─── Extracted information ───
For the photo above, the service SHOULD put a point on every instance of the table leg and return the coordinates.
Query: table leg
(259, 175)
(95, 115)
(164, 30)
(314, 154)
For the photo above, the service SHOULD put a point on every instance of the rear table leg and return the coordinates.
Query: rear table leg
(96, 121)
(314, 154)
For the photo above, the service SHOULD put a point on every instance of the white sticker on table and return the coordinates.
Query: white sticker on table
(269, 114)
───
=== What is asked ===
Set down every one of the rows above again, keeping each line identical to the original.

=== The answer ===
For the photo above, the service SHOULD put a point on every instance of the table leg and return the coordinates.
Query: table leg
(259, 175)
(95, 115)
(164, 30)
(314, 154)
For the photo above, the service SHOULD put a point on every instance of the rear table leg and return the coordinates.
Query: rear table leg
(96, 121)
(314, 154)
For the photo above, the service SHOULD put a point on every instance of the white sticker on table and return the coordinates.
Query: white sticker on table
(269, 114)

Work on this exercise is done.